WHAT TO DO: Can you format the data below, from the line containing "Prove it: the dirt" through the last line, as a JSON list of strings with one string per line and blank lines omitted?

** start of STORED ROWS **

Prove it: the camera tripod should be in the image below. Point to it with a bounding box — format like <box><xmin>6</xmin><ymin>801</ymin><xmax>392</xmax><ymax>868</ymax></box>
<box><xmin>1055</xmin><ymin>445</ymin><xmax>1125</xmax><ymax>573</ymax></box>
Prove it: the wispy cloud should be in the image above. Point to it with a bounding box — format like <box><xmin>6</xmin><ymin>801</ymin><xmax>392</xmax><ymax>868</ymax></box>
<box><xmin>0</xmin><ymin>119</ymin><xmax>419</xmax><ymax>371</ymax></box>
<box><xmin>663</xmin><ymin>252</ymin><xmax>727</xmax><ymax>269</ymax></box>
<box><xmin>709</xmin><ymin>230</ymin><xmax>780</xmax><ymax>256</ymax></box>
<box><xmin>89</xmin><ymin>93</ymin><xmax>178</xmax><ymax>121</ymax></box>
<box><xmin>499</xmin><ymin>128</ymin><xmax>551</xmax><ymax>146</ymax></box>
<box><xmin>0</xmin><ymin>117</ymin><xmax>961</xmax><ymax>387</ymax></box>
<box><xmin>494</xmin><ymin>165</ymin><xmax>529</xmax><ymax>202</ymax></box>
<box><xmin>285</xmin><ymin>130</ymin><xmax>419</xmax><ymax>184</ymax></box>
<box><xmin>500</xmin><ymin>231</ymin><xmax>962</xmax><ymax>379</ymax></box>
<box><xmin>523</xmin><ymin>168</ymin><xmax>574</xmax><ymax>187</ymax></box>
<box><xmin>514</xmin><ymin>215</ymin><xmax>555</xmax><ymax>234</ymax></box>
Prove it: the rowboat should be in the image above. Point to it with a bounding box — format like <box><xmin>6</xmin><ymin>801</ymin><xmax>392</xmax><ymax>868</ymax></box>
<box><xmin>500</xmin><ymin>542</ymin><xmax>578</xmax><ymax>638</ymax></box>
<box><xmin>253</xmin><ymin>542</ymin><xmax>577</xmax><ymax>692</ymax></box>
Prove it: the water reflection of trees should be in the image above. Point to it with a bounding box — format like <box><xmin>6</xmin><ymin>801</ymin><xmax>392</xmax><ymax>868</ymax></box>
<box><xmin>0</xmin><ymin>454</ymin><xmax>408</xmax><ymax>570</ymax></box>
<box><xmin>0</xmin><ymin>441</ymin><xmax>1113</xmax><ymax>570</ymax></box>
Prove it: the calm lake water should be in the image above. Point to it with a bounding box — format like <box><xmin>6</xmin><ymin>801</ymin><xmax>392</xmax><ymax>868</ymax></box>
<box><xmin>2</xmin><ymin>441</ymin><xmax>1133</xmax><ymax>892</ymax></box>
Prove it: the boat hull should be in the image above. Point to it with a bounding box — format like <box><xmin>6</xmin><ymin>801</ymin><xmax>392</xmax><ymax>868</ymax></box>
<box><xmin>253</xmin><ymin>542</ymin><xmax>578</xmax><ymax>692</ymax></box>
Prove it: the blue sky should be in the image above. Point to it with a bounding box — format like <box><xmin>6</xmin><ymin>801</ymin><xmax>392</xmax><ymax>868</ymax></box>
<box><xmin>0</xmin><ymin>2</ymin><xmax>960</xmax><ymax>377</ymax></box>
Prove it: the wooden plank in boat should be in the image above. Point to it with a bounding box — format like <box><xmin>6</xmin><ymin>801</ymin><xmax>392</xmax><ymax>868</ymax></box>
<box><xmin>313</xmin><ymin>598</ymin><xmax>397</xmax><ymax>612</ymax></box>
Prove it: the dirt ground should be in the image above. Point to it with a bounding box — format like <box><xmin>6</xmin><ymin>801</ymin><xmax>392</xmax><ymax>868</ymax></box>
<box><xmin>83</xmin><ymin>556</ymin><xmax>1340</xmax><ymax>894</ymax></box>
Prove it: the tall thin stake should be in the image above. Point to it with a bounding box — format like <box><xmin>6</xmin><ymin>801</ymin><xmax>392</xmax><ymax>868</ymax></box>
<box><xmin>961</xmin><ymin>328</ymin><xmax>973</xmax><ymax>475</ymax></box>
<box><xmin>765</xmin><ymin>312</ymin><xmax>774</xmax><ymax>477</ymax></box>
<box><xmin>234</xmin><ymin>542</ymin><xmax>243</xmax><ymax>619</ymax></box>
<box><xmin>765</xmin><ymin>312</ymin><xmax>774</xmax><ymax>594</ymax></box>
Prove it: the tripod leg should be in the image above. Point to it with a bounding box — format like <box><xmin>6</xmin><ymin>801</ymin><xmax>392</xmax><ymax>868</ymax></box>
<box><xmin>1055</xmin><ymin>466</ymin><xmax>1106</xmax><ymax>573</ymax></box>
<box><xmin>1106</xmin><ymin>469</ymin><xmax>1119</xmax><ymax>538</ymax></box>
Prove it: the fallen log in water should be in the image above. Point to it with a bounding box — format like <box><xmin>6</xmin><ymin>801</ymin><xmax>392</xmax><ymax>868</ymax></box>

** end of STORED ROWS **

THE REPLY:
[
  "Prove it: the dirt ground should be in the image above. Point to it with a bounding box — format like <box><xmin>6</xmin><ymin>801</ymin><xmax>392</xmax><ymax>868</ymax></box>",
  "<box><xmin>83</xmin><ymin>556</ymin><xmax>1340</xmax><ymax>894</ymax></box>",
  "Prove it: the tall thin stake should be in the image above. Point to it with a bounding box — format like <box><xmin>6</xmin><ymin>801</ymin><xmax>392</xmax><ymax>868</ymax></box>",
  "<box><xmin>961</xmin><ymin>328</ymin><xmax>973</xmax><ymax>475</ymax></box>",
  "<box><xmin>765</xmin><ymin>312</ymin><xmax>774</xmax><ymax>477</ymax></box>",
  "<box><xmin>234</xmin><ymin>542</ymin><xmax>243</xmax><ymax>619</ymax></box>",
  "<box><xmin>765</xmin><ymin>312</ymin><xmax>774</xmax><ymax>594</ymax></box>",
  "Prove it: the tripod leg should be in the image above. Point to it with a bounding box — format like <box><xmin>6</xmin><ymin>801</ymin><xmax>392</xmax><ymax>868</ymax></box>",
  "<box><xmin>1055</xmin><ymin>466</ymin><xmax>1106</xmax><ymax>573</ymax></box>",
  "<box><xmin>1106</xmin><ymin>469</ymin><xmax>1119</xmax><ymax>538</ymax></box>",
  "Prove it: the fallen log in water should be in the image above. Point to it with a bounding box — format like <box><xmin>6</xmin><ymin>801</ymin><xmax>392</xmax><ymax>868</ymax></box>"
]